▶ _Entries from a dataset_
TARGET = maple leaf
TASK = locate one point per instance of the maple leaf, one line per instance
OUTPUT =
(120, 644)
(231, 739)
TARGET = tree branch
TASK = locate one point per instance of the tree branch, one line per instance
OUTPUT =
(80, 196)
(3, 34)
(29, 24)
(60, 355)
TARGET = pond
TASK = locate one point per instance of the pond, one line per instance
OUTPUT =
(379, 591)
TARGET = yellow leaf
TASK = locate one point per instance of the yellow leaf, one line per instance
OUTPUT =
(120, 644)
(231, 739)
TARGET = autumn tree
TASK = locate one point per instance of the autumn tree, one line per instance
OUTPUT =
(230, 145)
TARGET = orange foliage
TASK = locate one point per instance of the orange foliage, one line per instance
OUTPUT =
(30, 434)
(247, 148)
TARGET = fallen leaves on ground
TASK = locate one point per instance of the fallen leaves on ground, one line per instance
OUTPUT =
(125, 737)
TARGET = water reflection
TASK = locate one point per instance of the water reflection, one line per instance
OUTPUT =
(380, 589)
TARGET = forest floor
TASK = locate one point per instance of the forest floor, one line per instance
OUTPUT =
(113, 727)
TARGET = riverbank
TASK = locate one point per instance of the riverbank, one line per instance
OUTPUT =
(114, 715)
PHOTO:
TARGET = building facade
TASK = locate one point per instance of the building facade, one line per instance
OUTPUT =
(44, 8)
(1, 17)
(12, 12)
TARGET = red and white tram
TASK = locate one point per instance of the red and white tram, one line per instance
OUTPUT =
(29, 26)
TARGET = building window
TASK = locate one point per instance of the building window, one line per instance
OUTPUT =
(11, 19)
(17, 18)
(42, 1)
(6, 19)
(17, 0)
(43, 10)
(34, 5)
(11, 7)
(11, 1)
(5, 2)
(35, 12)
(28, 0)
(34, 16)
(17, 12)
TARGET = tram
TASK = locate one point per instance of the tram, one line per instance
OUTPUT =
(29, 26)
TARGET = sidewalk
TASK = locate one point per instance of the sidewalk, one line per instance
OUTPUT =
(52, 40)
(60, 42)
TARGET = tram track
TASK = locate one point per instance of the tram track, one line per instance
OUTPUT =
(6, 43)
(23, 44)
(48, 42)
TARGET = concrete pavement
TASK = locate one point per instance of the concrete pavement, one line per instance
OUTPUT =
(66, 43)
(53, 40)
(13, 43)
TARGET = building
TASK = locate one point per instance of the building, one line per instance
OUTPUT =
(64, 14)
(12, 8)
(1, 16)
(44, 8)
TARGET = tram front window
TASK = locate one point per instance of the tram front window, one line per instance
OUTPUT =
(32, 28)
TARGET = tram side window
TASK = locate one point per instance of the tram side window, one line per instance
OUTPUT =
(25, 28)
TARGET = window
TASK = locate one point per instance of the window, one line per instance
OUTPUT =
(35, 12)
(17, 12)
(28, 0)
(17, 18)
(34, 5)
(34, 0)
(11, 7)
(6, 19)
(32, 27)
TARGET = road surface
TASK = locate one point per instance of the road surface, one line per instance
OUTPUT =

▶ _WHAT TO PRODUCE_
Return the line that contains "TARGET = red and white tram" along with every line after it through the end of the entries, exactly, adding nothing.

▶ _THE RESULT_
TARGET = red and white tram
TASK = locate one point per instance of the red and white tram, one line per instance
OUTPUT =
(29, 26)
TARGET = building window
TASK = locate one point per instance of the building window, one line per instance
OUTPUT =
(11, 19)
(17, 18)
(42, 1)
(6, 19)
(17, 0)
(43, 10)
(34, 5)
(11, 7)
(11, 1)
(5, 2)
(35, 12)
(28, 0)
(34, 16)
(17, 12)
TARGET = tram
TASK = locate one point per instance of the tram, one line per instance
OUTPUT =
(29, 26)
TARGET = sidewalk
TASK = locate one point per instance of the sidewalk, one line per instance
OUTPUT =
(52, 40)
(60, 42)
TARGET = tram track
TASK = locate one point per instance of the tram track, one line per instance
OUTPUT =
(6, 43)
(23, 44)
(48, 42)
TARGET = concrete pavement
TASK = locate one point per instance of the concrete pavement, one line per instance
OUTPUT =
(66, 43)
(53, 40)
(13, 43)
TARGET = building
TASK = locate one point per instance of the building, one line per instance
OUTPUT =
(64, 14)
(12, 8)
(1, 16)
(44, 8)
TARGET = tram front window
TASK = locate one point per instance of the tram front window, one line per instance
OUTPUT =
(32, 28)
TARGET = tram side window
TASK = locate one point per instance of the tram side window, one line per instance
OUTPUT =
(25, 28)
TARGET = window
TASK = locate one point per instance of the window, one line per instance
OUTPUT =
(35, 12)
(17, 12)
(28, 0)
(17, 18)
(34, 5)
(34, 0)
(11, 7)
(6, 19)
(32, 27)
TARGET = road surface
TASK = locate one point per instance of the road surface, one line per instance
OUTPUT =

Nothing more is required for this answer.